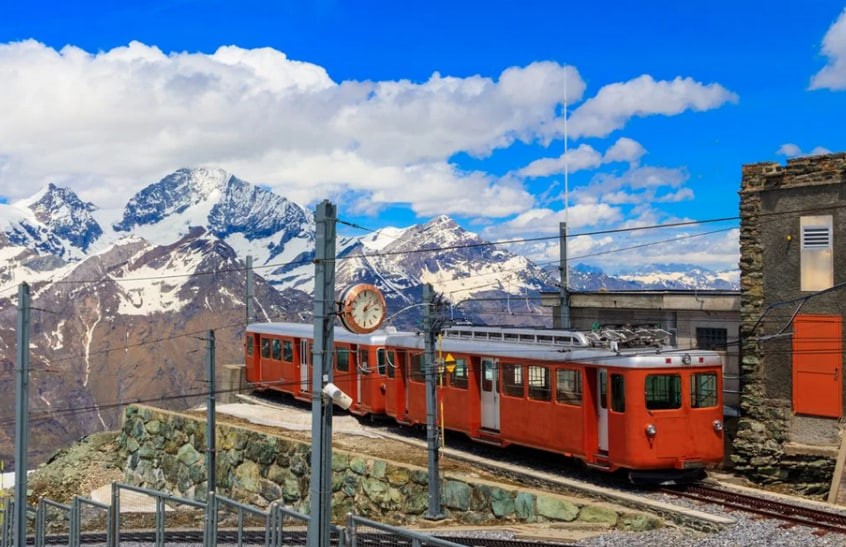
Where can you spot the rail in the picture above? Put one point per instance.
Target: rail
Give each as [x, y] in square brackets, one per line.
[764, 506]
* * *
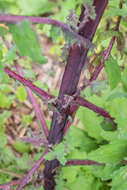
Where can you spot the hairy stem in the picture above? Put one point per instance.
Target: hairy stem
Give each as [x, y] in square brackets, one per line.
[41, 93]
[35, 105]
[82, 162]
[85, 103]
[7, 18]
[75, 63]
==
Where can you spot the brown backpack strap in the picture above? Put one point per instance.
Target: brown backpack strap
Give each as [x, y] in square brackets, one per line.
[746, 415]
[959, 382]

→ Your objective
Which lines in the items above contain the word "brown", with matching case? Return each of those lines in full.

→ Solution for this problem
Where can you spot the brown backpack strap in the picture above? Put one point per instance.
Target: brown backpack strap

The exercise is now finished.